◆ Task to carry out ◆
Each entry is to be given again exactly; drop the images.

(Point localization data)
★ ★ ★ ★ ★

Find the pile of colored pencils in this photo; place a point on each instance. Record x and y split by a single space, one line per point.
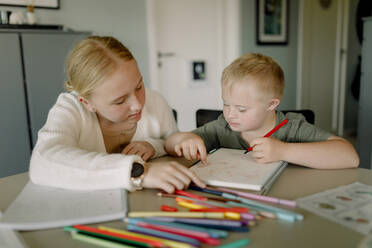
208 221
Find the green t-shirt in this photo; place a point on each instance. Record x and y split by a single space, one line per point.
217 134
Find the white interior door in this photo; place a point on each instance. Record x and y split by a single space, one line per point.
322 72
182 32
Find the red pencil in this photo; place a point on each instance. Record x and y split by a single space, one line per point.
191 195
271 132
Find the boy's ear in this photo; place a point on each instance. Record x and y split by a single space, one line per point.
87 104
273 104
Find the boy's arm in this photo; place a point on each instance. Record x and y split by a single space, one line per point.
189 145
334 153
175 139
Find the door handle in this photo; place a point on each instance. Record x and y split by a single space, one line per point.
166 54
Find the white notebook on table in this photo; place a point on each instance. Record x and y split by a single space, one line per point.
41 207
233 168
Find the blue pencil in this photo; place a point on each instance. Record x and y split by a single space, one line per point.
281 213
214 233
162 234
236 244
234 226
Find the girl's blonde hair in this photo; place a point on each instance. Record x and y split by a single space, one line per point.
91 61
268 75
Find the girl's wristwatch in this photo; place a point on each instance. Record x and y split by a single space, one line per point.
137 174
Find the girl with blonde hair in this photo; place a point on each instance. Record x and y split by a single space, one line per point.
101 133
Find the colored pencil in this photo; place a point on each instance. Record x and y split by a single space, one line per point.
270 132
202 237
130 240
164 235
213 233
280 213
268 199
188 194
177 214
228 225
170 243
97 241
236 244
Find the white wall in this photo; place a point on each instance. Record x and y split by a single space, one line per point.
191 30
123 19
354 50
285 55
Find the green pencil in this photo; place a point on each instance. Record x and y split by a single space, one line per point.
236 244
97 241
107 237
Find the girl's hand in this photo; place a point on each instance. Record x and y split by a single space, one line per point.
169 176
267 150
192 148
142 148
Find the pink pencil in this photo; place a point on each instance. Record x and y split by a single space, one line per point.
268 199
271 132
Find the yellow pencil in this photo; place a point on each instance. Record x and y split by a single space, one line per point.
232 215
189 205
177 214
170 243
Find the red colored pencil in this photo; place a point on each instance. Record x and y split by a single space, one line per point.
191 195
271 132
153 243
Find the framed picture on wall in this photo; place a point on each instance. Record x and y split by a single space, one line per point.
46 4
272 22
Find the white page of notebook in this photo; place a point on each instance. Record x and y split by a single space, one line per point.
234 169
41 207
11 239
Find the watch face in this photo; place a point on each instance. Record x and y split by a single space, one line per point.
137 169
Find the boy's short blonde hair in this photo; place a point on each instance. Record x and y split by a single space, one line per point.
92 61
268 75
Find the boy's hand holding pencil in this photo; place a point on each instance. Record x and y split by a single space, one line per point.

★ ★ ★ ★ ★

◆ Expected answer ◆
Find the pile of colored pencils in this photo; place a point on each instance. Record x and y split by a single space, one line per point.
208 221
Find the green t-shirt in this photo; place a point on each instance. Record x and y split by a single space, one line per point.
217 134
Find the white interior door in this photo; place a point on each instance. Record x and y split by a single space, one line per point.
322 72
182 32
Find the red pencil in this photo; place a point on each instance. Record x and y split by a single space, one line per point.
191 195
271 132
Find the boy's ear in this photo; place a point on each instance. Record x and y split by a single space, one line per point.
87 104
273 104
Find the boy's arm in this photo; place a point on each instance. Record x and y split by a single space, one line per point.
189 145
334 153
175 139
Find the door handle in this photo; place a point on each instance. Record x and y split by a single space, one line per point.
166 54
Find the white notebook on table in this photo; place a point on each instance. Record x and y split by a single space, one line per point.
41 207
233 168
Find the blue pencil in this photo; place a point on each instance. Record x and y split by a single space, one line per point.
281 213
214 233
162 234
236 244
234 226
Find the girl's blonde hair in this photo; place a point on each instance. Record x and y split by a single space, one line per point.
91 61
268 75
Find the girl's wristwatch in this photo; place a point on each instance. Record x and y split by a single space, one line per point.
137 174
Find the girl with blonde hair in this photo; place a point on each instance. Record x and y split by a single space, one line per point.
101 133
Find the colored pencil in this photo; place a point on each instance. Record x and y split by a single space, one line per point.
270 132
202 237
130 240
164 235
213 233
280 213
268 199
188 194
177 214
228 225
170 243
97 241
236 244
Find the white wall in this photo; place a point on each instance. Record x and y split by a single space, one line per point.
191 30
123 19
354 50
285 55
Find the green pencil in this photo; place a point on each instance. Record x and y split by a single space, one line per point.
236 244
97 241
107 237
Find the girl's hand in this photo; place a point on each instance. Record x and y split by a single space, one line per point.
169 176
267 150
192 148
142 148
Find the pink pencil in this photo; place a point on each instance. Record x and y split by a single space, one line per point.
268 199
271 132
Find the yellow pencil in this photo; place a point on each instance. Record x and y split by a single space, one line per point.
232 215
189 205
177 214
170 243
Find the red colored pencil in this photo; place a point on each instance. Record x and y split by a single space, one line per point.
191 195
271 132
153 243
Find the framed picture on wall in this photo; place a point on each instance. Record x and y split by a single space, one line per point.
46 4
272 22
Find the white page of notebook in this photo; place a point on each instance. Record x and y split by a single space, one line per point.
234 169
41 207
11 239
Find the watch face in this photo; place a point on each instance. Record x and y split by a single space, one line per point.
137 169
Find the boy's short blonde hair in this photo; place a point on each instance. Record x and y split by a single space, one line per point.
92 61
268 75
Find the boy's hand holding pencil in this photo; place a point on each instance. Record x and y split by a single space, one line per point.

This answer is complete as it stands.